PARTS OF THE EXERCISE:
[1] Give every tag listed under the title of the post on Datadog alternatives.
[2] What monthly price per host does the post on Datadog alternatives give for Datadog's Infrastructure plan?

PAGE:
Anushka B

Posted on Apr 21 • Originally published at aicloudstrategist.com

Datadog alternatives for Indian mid-market (cost-aware)

#observability #devops #cloud #india

Ask ten Indian Series B SaaS CTOs what they pay Datadog per month, and eight of them will sigh before answering. The median honest number is ₹10.6 lakh/month (OneUptime's 2024 survey of 140 Indian SaaS companies). The top quartile pays above ₹22 lakh. The bottom quartile, typically Series A with a Starter plan, sits around ₹3 lakh — and climbs fast.

That is a line item on the P&L that nobody budgets for at incorporation, that scales super-linearly with traffic, and that most Indian CFOs cannot defend to a board at year three. This post is the math on why — and what Indian teams can do instead.

Why Datadog bills go unreasonable in Indian mid-market

Datadog's base pricing is not the problem. The $15/host/month Infrastructure plan is competitive. The problem is the add-ons, each metered separately, most of which you'll hit by your second year if the product works:

Log ingestion + retention. $0.10/GB ingested, $1.27/million events indexed at 15-day retention. An Indian SaaS generating 400 GB of logs/day (not unusual for any transactional product at Series B) pays ~₹8 lakh/month on logs alone.

(Location annotation dataset excerpts)
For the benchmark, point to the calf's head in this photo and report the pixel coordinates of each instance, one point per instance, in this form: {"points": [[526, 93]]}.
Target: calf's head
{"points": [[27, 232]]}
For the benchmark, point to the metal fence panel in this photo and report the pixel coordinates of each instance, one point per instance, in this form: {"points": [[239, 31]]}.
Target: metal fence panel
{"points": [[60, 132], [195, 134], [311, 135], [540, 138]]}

ANSWERS GIVEN:
[1] #observability, #devops, #cloud, #india

[2] $15 per host per month.